» **HOW TO COMPLETE THIS TASK**:
Locate all lines in the data below that hold "logo" and show them.

» **DATA FOR REVIEW**:
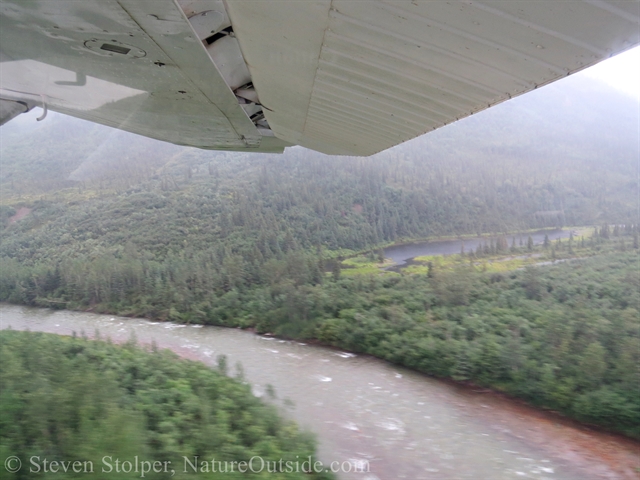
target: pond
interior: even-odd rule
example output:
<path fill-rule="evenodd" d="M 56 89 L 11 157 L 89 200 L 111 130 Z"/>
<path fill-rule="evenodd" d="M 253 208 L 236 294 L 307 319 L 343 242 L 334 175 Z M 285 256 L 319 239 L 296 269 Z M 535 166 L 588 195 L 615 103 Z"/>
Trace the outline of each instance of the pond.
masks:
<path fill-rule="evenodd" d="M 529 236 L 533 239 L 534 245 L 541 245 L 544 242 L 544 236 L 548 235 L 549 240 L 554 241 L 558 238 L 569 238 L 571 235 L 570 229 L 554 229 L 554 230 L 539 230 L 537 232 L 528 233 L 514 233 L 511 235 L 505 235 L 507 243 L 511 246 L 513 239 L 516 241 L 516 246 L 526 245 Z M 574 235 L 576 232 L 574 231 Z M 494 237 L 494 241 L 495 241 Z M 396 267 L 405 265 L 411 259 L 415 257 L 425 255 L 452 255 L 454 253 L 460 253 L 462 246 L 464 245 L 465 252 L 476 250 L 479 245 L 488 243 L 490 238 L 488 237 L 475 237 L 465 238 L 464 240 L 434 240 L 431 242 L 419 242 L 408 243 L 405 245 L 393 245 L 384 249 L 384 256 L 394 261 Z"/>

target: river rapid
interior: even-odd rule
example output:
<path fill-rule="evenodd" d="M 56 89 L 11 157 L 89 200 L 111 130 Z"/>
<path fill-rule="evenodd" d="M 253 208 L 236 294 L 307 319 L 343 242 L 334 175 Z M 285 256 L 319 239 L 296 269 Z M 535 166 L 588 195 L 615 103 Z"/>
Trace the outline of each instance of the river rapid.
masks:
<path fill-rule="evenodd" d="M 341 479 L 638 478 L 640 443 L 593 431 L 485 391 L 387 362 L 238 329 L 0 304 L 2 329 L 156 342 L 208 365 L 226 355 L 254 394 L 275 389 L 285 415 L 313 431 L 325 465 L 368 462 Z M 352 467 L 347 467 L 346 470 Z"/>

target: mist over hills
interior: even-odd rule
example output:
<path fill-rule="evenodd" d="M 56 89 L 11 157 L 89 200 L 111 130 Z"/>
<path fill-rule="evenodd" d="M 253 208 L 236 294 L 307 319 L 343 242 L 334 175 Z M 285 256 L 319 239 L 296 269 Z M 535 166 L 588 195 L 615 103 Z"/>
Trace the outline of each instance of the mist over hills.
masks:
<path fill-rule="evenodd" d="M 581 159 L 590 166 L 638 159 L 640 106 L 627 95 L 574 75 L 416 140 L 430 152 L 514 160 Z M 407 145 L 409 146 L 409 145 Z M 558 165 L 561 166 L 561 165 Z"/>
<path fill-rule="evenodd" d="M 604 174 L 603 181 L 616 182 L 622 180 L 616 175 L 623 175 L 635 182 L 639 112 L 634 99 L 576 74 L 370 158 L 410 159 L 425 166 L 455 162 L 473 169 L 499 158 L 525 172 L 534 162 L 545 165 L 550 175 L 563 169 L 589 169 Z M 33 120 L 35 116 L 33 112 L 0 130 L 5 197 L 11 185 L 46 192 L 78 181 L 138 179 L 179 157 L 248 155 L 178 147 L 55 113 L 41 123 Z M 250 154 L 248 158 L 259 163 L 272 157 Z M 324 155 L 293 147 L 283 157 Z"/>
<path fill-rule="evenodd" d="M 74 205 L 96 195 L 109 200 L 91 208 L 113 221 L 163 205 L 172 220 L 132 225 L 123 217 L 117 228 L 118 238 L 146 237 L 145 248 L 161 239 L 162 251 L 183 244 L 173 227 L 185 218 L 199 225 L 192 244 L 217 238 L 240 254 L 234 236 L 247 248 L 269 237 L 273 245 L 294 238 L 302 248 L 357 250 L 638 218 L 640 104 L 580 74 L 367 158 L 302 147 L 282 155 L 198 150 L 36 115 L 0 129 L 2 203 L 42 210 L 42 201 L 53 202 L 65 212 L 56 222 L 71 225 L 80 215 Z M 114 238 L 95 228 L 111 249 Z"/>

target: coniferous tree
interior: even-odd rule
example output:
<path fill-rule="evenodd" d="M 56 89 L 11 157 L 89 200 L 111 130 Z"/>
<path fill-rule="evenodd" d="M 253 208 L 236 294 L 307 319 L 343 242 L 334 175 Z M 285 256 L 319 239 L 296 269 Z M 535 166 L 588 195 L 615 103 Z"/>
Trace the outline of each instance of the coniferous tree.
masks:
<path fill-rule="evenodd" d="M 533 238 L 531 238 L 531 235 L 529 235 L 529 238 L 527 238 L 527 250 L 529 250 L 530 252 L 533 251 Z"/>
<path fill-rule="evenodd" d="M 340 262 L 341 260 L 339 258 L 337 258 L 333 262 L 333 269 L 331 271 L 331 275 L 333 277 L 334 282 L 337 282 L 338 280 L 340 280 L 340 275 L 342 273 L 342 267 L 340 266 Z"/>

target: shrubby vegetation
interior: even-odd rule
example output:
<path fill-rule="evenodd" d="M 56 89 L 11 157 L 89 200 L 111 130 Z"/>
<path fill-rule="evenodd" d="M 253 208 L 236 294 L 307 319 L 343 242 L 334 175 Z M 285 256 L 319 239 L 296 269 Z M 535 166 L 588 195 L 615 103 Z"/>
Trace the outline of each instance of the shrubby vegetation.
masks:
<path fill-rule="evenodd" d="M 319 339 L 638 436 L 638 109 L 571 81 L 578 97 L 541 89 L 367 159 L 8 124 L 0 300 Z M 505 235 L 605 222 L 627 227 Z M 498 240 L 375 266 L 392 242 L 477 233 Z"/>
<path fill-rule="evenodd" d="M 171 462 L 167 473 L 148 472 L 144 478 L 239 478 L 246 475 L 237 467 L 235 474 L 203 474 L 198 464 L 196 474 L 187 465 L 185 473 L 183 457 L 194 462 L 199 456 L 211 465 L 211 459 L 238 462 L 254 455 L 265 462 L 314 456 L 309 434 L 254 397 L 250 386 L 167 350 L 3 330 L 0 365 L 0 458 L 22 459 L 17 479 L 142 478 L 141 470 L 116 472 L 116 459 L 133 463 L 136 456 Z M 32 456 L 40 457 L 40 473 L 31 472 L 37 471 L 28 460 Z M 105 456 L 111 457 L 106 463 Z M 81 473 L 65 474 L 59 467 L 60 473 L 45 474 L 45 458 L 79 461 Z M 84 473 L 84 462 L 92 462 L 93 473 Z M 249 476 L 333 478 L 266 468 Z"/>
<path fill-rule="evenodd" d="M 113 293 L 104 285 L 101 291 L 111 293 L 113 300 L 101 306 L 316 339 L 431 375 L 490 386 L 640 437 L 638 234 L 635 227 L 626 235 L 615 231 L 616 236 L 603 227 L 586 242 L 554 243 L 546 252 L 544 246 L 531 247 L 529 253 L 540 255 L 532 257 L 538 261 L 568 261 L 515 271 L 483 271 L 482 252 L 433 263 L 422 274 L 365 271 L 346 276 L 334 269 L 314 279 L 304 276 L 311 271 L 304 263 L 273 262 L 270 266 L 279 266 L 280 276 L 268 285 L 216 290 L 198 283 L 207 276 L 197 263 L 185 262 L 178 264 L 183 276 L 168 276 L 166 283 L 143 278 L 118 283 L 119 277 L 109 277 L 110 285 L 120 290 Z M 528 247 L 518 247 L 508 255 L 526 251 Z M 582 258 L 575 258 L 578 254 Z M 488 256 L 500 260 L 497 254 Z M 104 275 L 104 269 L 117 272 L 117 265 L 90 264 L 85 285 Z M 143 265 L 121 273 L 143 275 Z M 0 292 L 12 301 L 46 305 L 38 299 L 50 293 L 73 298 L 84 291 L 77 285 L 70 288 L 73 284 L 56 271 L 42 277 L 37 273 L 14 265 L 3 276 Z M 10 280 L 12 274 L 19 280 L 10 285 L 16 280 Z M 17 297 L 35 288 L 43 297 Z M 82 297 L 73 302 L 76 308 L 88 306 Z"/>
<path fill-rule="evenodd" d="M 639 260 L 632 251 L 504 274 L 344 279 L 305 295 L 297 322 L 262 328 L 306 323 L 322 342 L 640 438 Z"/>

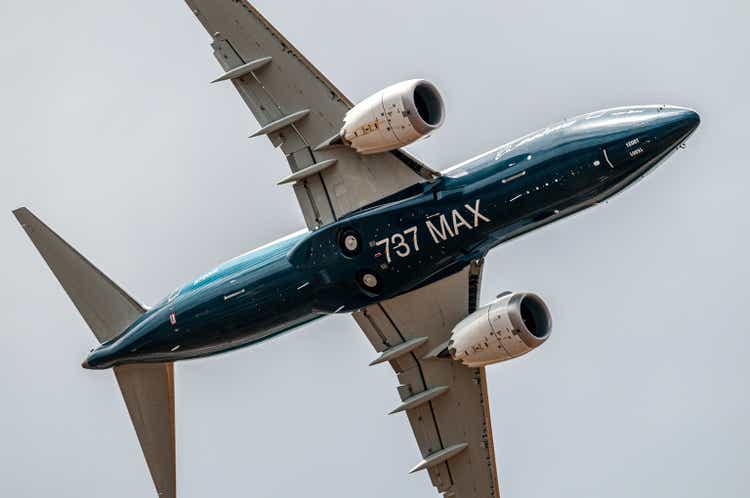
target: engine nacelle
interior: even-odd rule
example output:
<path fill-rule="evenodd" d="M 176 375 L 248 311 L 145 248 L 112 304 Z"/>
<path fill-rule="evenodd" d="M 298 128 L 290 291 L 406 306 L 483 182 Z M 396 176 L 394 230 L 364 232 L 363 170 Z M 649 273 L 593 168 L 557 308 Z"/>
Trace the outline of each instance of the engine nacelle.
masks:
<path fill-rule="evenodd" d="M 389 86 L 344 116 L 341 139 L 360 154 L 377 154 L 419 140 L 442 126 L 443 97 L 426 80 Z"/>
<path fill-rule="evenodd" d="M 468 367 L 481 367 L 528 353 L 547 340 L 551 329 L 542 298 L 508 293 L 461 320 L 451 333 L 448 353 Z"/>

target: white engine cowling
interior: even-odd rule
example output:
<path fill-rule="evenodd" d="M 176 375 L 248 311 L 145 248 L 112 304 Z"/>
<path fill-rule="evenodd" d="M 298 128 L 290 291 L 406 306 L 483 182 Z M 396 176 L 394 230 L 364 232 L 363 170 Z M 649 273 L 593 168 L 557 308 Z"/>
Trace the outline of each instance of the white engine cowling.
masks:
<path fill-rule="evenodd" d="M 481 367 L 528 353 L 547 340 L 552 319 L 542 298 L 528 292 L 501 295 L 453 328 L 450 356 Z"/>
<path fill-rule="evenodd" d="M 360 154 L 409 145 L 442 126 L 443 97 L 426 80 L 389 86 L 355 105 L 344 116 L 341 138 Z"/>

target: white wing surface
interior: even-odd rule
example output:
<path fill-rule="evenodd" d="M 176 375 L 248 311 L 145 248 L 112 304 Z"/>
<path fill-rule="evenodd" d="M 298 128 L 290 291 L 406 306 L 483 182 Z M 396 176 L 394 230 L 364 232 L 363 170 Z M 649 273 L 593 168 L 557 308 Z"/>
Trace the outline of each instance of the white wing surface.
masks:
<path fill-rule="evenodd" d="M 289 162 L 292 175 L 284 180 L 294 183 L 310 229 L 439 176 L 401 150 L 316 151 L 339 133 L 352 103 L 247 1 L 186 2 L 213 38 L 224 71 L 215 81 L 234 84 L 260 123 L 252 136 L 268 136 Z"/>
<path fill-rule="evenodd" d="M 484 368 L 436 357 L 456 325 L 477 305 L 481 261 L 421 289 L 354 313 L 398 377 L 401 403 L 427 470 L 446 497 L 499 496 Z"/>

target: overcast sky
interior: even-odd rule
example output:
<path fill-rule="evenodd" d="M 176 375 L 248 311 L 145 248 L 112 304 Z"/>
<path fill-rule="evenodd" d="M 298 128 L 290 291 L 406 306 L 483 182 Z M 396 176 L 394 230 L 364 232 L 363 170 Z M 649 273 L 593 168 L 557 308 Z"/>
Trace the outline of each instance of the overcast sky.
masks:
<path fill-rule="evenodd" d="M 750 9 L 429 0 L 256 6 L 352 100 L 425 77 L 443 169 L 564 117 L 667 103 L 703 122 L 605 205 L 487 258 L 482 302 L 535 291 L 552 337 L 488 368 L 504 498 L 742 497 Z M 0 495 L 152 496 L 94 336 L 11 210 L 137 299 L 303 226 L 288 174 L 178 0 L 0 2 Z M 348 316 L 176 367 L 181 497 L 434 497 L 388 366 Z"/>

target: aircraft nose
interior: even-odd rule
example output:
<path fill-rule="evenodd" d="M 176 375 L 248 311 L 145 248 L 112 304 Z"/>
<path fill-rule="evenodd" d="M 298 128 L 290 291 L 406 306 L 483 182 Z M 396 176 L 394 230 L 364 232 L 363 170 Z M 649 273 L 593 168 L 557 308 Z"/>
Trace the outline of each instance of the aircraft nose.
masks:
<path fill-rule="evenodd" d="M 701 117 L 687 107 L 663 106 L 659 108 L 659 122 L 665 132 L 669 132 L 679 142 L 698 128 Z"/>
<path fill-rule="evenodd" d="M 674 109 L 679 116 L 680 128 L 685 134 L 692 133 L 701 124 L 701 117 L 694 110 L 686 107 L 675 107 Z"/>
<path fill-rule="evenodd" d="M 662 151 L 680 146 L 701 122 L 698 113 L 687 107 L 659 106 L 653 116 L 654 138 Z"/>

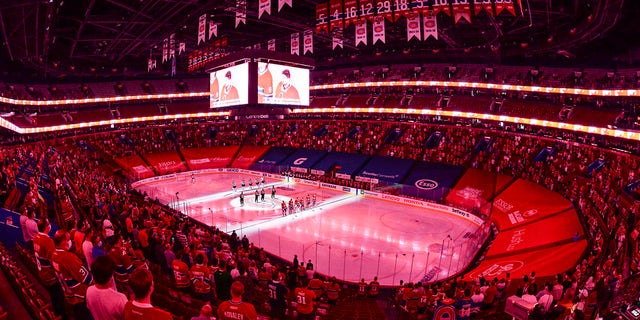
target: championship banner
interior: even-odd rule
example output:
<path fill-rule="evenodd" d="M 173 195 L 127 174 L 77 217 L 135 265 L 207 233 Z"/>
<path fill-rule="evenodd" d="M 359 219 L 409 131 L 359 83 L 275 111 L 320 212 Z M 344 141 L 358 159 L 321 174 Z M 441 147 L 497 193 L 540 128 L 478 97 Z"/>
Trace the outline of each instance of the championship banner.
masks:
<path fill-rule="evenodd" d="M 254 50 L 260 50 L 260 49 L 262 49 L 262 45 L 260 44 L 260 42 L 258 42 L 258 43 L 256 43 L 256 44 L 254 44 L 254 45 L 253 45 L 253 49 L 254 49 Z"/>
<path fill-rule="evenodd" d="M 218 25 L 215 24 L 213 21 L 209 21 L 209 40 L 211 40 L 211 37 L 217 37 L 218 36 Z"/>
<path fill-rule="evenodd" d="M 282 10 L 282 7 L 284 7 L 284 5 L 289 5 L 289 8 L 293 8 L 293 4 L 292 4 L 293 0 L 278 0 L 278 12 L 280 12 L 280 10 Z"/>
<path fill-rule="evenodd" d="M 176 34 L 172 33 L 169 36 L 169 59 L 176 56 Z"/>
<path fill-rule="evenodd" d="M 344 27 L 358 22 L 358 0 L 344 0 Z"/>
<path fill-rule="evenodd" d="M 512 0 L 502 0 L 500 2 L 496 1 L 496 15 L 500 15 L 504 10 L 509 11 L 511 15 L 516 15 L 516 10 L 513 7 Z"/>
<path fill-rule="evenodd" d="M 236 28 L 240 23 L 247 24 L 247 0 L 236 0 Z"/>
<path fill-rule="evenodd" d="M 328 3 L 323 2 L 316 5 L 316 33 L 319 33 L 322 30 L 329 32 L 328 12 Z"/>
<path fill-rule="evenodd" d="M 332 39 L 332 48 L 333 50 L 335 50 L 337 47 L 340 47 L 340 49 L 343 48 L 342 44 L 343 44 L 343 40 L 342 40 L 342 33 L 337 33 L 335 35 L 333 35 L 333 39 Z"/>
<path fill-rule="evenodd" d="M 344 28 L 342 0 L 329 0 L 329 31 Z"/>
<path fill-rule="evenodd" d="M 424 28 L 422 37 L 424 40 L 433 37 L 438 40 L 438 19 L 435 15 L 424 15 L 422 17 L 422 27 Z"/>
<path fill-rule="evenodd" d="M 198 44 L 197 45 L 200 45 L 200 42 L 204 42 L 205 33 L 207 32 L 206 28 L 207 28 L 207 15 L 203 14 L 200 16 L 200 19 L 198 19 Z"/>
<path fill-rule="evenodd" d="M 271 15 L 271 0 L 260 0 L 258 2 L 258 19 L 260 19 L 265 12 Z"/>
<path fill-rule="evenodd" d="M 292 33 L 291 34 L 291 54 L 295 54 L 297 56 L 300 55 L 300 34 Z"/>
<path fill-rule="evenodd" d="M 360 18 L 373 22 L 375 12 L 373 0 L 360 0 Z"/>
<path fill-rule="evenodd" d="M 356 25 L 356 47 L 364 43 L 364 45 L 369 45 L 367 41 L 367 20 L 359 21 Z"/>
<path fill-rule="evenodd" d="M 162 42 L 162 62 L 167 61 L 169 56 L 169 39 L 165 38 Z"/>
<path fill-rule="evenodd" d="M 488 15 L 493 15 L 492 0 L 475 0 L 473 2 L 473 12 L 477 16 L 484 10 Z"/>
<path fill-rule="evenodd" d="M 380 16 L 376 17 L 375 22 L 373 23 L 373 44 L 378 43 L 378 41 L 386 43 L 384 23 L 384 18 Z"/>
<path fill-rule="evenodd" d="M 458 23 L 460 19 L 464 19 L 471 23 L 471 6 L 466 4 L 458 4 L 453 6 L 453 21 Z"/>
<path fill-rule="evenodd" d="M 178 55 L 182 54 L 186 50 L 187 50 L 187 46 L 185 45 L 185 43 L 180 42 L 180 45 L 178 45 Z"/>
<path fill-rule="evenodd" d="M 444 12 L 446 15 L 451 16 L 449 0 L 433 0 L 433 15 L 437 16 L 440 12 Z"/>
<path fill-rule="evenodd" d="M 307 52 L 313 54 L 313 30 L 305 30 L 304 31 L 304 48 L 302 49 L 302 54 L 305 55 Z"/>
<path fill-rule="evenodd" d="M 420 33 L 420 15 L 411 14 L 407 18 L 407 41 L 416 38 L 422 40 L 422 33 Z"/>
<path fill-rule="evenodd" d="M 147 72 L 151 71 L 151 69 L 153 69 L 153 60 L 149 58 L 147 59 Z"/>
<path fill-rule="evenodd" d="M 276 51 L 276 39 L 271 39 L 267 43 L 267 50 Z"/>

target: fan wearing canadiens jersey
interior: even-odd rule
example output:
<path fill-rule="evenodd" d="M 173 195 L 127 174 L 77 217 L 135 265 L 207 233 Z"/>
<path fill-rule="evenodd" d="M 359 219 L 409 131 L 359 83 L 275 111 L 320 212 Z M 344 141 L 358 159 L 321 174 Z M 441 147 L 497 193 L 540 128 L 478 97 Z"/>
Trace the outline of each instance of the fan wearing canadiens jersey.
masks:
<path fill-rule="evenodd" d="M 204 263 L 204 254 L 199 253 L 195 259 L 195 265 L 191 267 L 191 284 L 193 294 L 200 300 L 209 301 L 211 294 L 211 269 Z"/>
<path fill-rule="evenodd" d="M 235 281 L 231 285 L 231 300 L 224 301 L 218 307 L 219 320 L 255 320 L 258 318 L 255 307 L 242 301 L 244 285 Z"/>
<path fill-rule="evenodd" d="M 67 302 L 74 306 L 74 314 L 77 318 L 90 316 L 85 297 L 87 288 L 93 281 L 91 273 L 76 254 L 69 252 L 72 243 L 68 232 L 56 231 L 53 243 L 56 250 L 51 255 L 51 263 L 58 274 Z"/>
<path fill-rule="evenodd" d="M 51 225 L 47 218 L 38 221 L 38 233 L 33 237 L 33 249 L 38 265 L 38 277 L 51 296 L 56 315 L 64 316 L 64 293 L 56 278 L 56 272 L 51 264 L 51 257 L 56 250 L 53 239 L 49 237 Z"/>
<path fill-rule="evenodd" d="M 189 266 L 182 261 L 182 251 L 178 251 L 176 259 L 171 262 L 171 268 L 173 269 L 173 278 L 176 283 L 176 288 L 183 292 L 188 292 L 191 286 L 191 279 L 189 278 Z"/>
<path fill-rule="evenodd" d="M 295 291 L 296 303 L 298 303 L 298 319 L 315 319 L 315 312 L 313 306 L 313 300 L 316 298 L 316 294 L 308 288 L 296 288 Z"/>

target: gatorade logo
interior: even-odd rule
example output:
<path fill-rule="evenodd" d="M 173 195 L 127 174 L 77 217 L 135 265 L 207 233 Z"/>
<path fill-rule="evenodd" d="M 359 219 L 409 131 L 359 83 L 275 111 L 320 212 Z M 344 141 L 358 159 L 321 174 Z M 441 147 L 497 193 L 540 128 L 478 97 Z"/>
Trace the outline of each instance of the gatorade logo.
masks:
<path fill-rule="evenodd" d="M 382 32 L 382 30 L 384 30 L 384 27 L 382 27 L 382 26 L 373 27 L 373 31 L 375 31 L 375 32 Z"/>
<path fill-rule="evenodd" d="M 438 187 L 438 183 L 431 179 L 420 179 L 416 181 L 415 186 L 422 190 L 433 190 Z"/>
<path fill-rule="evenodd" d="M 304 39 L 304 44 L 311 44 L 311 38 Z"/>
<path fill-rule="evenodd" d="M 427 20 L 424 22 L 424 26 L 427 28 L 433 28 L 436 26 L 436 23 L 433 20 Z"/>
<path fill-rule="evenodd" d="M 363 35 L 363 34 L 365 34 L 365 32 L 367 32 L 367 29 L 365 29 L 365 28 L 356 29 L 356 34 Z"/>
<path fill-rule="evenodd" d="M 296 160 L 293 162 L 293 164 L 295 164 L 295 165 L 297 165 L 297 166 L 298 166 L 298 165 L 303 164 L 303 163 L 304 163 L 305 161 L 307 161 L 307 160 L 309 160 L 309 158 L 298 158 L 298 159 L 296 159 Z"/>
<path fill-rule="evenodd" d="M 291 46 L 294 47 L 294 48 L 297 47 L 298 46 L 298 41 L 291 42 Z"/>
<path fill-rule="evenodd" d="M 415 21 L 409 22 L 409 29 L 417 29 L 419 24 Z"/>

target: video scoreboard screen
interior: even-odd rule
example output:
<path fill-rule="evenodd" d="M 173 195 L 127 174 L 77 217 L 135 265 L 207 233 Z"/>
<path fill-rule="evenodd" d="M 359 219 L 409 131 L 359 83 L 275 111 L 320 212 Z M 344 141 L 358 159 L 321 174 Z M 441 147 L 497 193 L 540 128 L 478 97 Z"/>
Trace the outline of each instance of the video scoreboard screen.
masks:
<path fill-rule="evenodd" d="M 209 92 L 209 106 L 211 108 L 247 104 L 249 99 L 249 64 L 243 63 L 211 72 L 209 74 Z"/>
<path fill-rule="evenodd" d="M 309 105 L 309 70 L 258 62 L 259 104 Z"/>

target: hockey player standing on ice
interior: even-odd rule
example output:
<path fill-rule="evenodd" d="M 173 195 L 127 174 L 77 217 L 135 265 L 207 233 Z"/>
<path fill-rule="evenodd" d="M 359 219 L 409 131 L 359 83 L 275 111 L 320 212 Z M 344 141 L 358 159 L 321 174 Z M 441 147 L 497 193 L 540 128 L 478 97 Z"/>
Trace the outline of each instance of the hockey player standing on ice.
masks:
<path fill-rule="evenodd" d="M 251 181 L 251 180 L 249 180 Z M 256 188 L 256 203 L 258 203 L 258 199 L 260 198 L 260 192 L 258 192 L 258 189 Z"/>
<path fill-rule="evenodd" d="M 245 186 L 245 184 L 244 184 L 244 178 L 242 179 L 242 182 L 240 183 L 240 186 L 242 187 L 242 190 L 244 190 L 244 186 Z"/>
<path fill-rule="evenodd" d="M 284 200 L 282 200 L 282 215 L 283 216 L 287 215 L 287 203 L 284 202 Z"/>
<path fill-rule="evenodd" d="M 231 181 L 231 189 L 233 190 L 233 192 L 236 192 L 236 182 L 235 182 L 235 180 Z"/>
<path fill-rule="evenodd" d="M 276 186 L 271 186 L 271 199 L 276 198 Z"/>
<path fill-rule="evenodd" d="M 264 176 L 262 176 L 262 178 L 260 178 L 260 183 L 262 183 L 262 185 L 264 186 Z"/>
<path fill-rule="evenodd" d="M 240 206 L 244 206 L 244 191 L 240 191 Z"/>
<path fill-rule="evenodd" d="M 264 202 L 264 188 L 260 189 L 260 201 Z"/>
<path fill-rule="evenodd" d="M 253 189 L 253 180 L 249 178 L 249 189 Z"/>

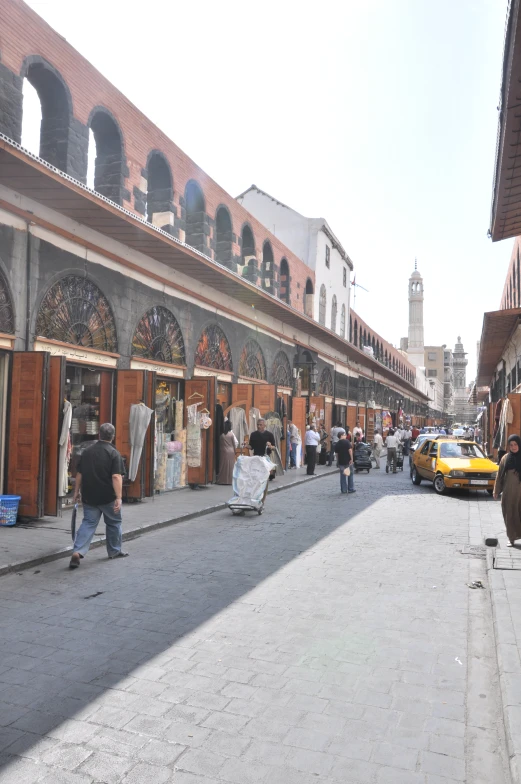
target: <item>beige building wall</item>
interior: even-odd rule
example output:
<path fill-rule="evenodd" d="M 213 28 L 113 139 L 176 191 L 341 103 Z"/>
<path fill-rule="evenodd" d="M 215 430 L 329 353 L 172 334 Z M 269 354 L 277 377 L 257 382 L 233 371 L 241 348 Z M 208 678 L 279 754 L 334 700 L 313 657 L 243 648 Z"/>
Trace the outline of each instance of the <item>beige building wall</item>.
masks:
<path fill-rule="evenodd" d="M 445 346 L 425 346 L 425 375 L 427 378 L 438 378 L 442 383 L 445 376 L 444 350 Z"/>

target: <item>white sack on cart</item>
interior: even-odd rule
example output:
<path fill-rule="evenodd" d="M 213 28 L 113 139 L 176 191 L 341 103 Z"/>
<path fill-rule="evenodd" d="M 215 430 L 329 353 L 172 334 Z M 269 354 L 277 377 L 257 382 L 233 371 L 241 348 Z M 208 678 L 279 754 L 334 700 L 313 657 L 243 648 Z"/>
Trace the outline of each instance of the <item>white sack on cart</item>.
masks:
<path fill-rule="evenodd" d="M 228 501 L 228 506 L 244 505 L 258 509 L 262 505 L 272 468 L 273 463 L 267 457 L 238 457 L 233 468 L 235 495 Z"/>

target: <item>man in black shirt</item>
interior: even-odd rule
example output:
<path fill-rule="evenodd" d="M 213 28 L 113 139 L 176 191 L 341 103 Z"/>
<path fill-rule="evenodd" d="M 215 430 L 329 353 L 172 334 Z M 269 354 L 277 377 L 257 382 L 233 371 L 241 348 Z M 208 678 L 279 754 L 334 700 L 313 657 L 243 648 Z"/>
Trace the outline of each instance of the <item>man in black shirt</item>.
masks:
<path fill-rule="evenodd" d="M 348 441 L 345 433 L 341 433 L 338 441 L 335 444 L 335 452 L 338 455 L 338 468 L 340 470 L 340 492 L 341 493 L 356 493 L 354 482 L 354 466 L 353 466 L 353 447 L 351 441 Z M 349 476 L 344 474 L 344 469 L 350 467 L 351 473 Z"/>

» **ANSWER TO THE EXERCISE**:
target: gatorade logo
Trace the outline of each instance of the gatorade logo.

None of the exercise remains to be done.